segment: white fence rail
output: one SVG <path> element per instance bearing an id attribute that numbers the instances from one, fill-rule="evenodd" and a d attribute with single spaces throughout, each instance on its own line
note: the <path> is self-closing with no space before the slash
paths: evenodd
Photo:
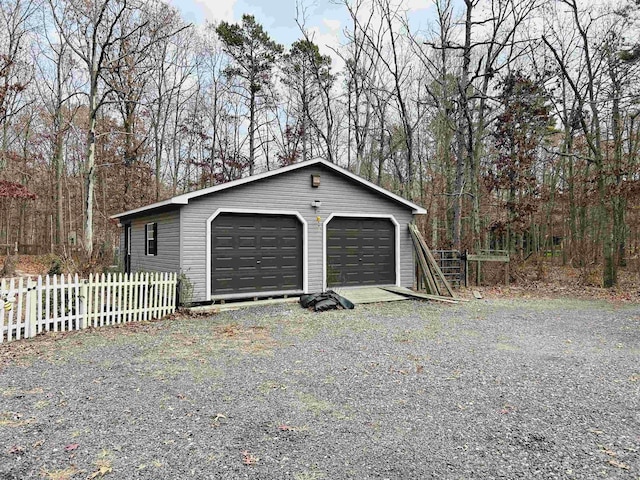
<path id="1" fill-rule="evenodd" d="M 176 283 L 175 273 L 2 279 L 0 343 L 164 317 L 176 309 Z"/>

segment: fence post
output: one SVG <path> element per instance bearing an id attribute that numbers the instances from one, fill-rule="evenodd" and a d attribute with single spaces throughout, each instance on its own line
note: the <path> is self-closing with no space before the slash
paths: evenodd
<path id="1" fill-rule="evenodd" d="M 25 335 L 27 338 L 35 337 L 36 334 L 38 333 L 36 329 L 36 322 L 38 318 L 36 315 L 37 305 L 38 305 L 38 289 L 36 288 L 36 285 L 31 280 L 31 277 L 29 277 L 27 279 L 27 312 L 26 312 L 27 328 L 25 332 L 27 334 Z"/>
<path id="2" fill-rule="evenodd" d="M 81 280 L 81 284 L 80 284 L 80 295 L 79 295 L 79 300 L 80 300 L 80 307 L 79 307 L 79 314 L 80 314 L 80 328 L 84 329 L 87 328 L 89 325 L 88 319 L 87 319 L 87 281 L 86 280 Z"/>
<path id="3" fill-rule="evenodd" d="M 173 272 L 173 274 L 171 275 L 171 282 L 173 286 L 173 295 L 169 297 L 169 306 L 171 308 L 171 313 L 173 313 L 180 305 L 180 279 L 178 278 L 178 274 L 176 272 Z"/>

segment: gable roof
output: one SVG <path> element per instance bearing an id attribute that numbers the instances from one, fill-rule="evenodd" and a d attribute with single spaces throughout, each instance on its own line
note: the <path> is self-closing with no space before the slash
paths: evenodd
<path id="1" fill-rule="evenodd" d="M 291 172 L 293 170 L 298 170 L 300 168 L 305 168 L 312 165 L 322 165 L 328 168 L 329 170 L 333 170 L 334 172 L 337 172 L 345 177 L 348 177 L 351 180 L 355 181 L 356 183 L 359 183 L 367 188 L 370 188 L 371 190 L 374 190 L 380 193 L 381 195 L 384 195 L 387 198 L 390 198 L 391 200 L 395 200 L 396 202 L 401 203 L 407 206 L 408 208 L 411 208 L 414 214 L 427 213 L 427 211 L 421 206 L 416 205 L 415 203 L 410 202 L 408 200 L 405 200 L 404 198 L 396 195 L 395 193 L 391 193 L 389 190 L 385 190 L 384 188 L 379 187 L 375 183 L 369 182 L 368 180 L 365 180 L 364 178 L 361 178 L 358 175 L 351 173 L 349 170 L 339 167 L 331 162 L 327 162 L 326 160 L 315 159 L 315 160 L 307 160 L 306 162 L 294 163 L 293 165 L 278 168 L 276 170 L 270 170 L 264 173 L 259 173 L 257 175 L 252 175 L 250 177 L 240 178 L 238 180 L 233 180 L 231 182 L 221 183 L 219 185 L 214 185 L 213 187 L 203 188 L 201 190 L 195 190 L 193 192 L 184 193 L 182 195 L 169 198 L 168 200 L 163 200 L 162 202 L 152 203 L 144 207 L 135 208 L 133 210 L 111 215 L 110 218 L 117 219 L 122 217 L 128 217 L 130 215 L 136 215 L 136 214 L 144 213 L 147 211 L 151 212 L 153 210 L 156 210 L 162 207 L 168 207 L 171 205 L 187 205 L 189 203 L 189 200 L 191 200 L 192 198 L 202 197 L 204 195 L 209 195 L 215 192 L 219 192 L 221 190 L 226 190 L 228 188 L 238 187 L 240 185 L 244 185 L 245 183 L 255 182 L 258 180 L 273 177 L 275 175 L 280 175 L 283 173 Z"/>

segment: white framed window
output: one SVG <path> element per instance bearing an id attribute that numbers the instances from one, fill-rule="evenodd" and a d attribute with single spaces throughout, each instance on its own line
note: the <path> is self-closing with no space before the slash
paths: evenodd
<path id="1" fill-rule="evenodd" d="M 146 255 L 158 254 L 158 224 L 147 223 L 144 230 L 144 243 Z"/>

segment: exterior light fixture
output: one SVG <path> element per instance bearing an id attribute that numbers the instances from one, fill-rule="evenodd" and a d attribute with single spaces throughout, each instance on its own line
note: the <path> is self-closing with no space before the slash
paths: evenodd
<path id="1" fill-rule="evenodd" d="M 313 188 L 318 188 L 320 186 L 320 175 L 317 173 L 311 175 L 311 186 Z"/>
<path id="2" fill-rule="evenodd" d="M 322 202 L 320 200 L 314 200 L 313 202 L 311 202 L 311 206 L 313 208 L 320 208 L 320 205 L 322 205 Z"/>

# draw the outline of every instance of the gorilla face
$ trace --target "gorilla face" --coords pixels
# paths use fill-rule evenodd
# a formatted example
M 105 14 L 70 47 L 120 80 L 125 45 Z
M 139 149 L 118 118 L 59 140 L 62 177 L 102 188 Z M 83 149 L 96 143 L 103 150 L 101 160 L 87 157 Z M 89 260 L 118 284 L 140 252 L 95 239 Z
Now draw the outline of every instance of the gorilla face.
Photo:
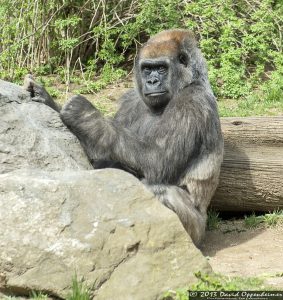
M 152 110 L 165 107 L 170 101 L 170 60 L 167 58 L 143 59 L 139 63 L 141 92 L 144 102 Z
M 193 82 L 189 53 L 181 51 L 173 57 L 140 59 L 140 92 L 152 111 L 160 111 L 179 91 Z
M 187 31 L 168 31 L 150 39 L 141 49 L 135 66 L 137 88 L 152 112 L 167 104 L 199 77 L 194 71 L 201 56 Z

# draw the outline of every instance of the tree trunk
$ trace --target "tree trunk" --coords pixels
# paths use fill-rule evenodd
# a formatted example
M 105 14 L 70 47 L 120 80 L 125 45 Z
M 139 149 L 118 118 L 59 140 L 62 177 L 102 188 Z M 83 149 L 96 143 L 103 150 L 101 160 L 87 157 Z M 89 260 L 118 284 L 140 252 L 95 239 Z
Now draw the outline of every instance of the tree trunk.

====================

Try it >> Among the lines of the material above, find those with the word "tree". Copy each one.

Solution below >>
# draw the outline of every instance of the tree trunk
$ trace --target "tree trunk" --coords pixels
Now draw the outline of every instance of the tree trunk.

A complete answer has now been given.